• [REQUESTS]:
a: Retype the stretch of the Metro North REB description from "This newly formed" through "goals in life.".
b: Answer these questions using the Metro North REB description:
(i) How many local Workforce Investment Boards were established in Massachusetts by the Workforce Investment Act of 1998?
(ii) How many years does the rechartering process overseen by the Career Center Committee span?
(iii) Which committee determines the funding formula for career centers?

Metro North Regional Employment Board
Building Partnerships for a Better Workforce

About the Metro North REB


"Building Partnerships for a Better Workforce"


The Metro North Regional Employment Board (REB) is a public-private partnership whose mission is to enable area residents to gain skills that will maximize their economic self-sufficiency and to provide employers with the workforce they need to effectively compete in the changing world economy. As one of 16 local Workforce Investment Boards established in Massachusetts by the Workforce Investment Act of 1998 (recently superseded by the Workforce Innovation and Opportunity Act of 2014, which also changes our designation to “Workforce Development Board”), the REB was formed to: set local workforce policy, determine how state and federal funds are best used for workforce development, align the needs of employers to the needs of area residents, and oversee the Metro North One-Stop Career Centers where both job search and employer services are provided. We lead the Metro North STEM Network and the Metro North Healthcare Partnership, co-lead the Northeast Advanced Manufacturing Consortium and Tech Ready (an IT/CS partnership), and partner in the Skilled Careers in Life Sciences Initiative (SCILS). By law, business leaders must constitute a majority of the Board with other members representing education, training, labor and economic development.

The functions of the Metro North Regional Employment Board include the following:

  • Promoting the participation of business in the statewide workforce system, with a focus on priority industries that include biotechnology, information technology, healthcare, and advanced manufacturing

  • Coordinating local workforce activities with economic development strategies

  • Developing industry-specific consortia focusing on strategic planning and implementation

  • Establishing workforce development policy for the region

  • Chartering career center operators and overseeing career centers

  • Identifying eligible training providers

  • Matching the needs of business for skilled employees with training opportunities in the area

  • Assessing the effectiveness of the local workforce system

  • Administering federal Workforce Innovation and Opportunity Act (WIOA) funds for the region


Metro North REB Committees

REB Standing Committees


The REB carries out the majority of its work through its committee structure, and it is expected that each board member will participate in at least one committee or industry collaborative/partnership. The REB currently convenes the following committees: Career Center Committee; Policy, Funding and Oversight Committee; Adult Basic Education Transitions to College and Careers Committee; and the Youth Council.


Career Center Committee


Oversees three-year rechartering process:

  • Ensures implementation of career center vision

  • Reviews broad conceptual issues related to center services and establishes career center policies

  • Evaluates career center performance

  • Recommends strategies to ensure ongoing financial viability

Conducts ongoing career center oversight and evaluation:

  • Oversees the Consumer Advisory Group

  • Reviews customer feedback

  • Reviews and recommends Consumer Advisory Group member composition

Policy, Funding, and Oversight Committee

  • Makes planning decisions regarding regional service priorities

  • Determines allocation of funds among training providers, career centers, and the REB

  • Develops WIOA performance standards and criteria

  • Determines funding formula for career centers

  • Develops Memoranda of Understanding with One-Stop Career Center partners

  • Approves the Annual Plan for regional workforce development services/activities

ABE Transitions to College and Careers (ABETCC) Committee


This newly formed committee was established to facilitate the transition of adult learners from ABE programs to college and careers. The committee is focusing on achieving the following goals:

  • Prepare more ABE program graduates to enter and succeed in college-level courses;
  • Increase access to technology and technology skills of adult students;
  • Provide information and exposure to career options;
  • Map out pathways from ABE to college and careers and identify gaps; and
  • Highlight the value of adult students and what they need to meet their goals in life.

• [INFORMATION GIVEN]:
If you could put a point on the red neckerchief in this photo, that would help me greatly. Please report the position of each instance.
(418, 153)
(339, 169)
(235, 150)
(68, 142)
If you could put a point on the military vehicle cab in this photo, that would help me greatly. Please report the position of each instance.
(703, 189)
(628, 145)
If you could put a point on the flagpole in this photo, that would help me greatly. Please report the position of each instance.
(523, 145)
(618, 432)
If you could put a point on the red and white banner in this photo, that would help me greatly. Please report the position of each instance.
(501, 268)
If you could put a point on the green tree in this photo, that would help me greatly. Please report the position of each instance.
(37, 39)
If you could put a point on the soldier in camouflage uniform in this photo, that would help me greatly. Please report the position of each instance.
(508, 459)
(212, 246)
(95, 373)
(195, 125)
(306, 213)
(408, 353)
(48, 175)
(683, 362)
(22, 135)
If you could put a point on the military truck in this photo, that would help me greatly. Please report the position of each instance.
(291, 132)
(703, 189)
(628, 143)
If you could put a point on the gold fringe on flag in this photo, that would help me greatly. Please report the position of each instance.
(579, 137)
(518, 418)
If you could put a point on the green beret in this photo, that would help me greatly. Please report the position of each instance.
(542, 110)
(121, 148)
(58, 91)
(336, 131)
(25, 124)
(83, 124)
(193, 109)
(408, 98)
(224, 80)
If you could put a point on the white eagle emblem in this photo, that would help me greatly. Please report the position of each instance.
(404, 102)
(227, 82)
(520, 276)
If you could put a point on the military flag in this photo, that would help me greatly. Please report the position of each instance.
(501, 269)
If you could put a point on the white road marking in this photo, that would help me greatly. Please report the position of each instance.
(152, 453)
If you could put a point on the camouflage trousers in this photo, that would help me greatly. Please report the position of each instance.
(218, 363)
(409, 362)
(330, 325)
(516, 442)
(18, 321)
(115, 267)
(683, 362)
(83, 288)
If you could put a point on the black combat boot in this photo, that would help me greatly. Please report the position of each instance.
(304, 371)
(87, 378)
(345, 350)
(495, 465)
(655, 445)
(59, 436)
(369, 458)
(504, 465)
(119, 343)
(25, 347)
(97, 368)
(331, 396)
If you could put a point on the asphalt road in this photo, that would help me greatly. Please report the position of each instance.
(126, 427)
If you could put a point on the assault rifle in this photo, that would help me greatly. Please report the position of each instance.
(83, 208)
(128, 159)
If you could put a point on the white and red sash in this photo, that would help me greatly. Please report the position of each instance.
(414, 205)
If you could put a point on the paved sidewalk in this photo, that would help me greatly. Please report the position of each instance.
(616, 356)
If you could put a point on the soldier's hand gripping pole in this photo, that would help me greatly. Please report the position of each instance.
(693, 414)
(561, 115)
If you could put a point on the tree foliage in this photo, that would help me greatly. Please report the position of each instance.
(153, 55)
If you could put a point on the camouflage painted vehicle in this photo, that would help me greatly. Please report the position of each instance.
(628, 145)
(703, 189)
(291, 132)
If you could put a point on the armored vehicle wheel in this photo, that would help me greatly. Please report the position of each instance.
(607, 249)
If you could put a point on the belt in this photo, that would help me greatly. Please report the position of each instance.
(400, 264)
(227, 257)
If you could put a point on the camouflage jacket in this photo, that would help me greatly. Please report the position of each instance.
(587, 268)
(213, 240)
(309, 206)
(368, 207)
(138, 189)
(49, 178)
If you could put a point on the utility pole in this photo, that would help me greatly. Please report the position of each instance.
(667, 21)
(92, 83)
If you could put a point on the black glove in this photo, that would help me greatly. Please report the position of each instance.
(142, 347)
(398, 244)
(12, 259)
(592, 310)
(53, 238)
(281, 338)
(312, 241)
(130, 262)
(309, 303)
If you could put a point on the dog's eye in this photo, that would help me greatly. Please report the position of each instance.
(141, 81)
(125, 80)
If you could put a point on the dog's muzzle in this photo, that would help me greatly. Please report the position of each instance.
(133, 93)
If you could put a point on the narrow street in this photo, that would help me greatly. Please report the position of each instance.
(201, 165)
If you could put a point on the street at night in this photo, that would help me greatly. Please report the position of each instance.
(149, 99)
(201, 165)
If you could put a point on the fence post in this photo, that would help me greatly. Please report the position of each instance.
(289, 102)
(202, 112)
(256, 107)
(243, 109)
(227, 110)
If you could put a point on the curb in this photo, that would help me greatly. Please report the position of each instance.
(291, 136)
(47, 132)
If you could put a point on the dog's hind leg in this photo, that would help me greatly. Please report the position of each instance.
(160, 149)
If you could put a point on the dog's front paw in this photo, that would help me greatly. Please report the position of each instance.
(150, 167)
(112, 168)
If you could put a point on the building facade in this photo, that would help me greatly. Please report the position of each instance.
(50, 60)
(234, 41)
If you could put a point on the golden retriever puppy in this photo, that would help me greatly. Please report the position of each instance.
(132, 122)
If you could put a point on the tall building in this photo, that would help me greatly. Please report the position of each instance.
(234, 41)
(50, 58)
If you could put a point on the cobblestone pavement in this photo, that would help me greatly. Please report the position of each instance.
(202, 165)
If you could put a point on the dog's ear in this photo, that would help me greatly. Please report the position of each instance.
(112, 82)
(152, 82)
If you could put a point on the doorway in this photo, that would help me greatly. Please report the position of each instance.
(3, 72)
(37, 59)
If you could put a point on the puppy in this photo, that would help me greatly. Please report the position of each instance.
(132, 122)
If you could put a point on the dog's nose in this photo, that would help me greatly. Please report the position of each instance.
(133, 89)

• [WRITTEN RESPONSES]:
a:
This newly formed committee was established to facilitate the transition of adult learners from ABE programs to college and careers. The committee is focusing on achieving the following goals:

  • Prepare more ABE program graduates to enter and succeed in college-level courses;
  • Increase access to technology and technology skills of adult students;
  • Provide information and exposure to career options;
  • Map out pathways from ABE to college and careers and identify gaps; and
  • Highlight the value of adult students and what they need to meet their goals in life.

b:
(i) 16
(ii) Three years
(iii) The Policy, Funding, and Oversight Committee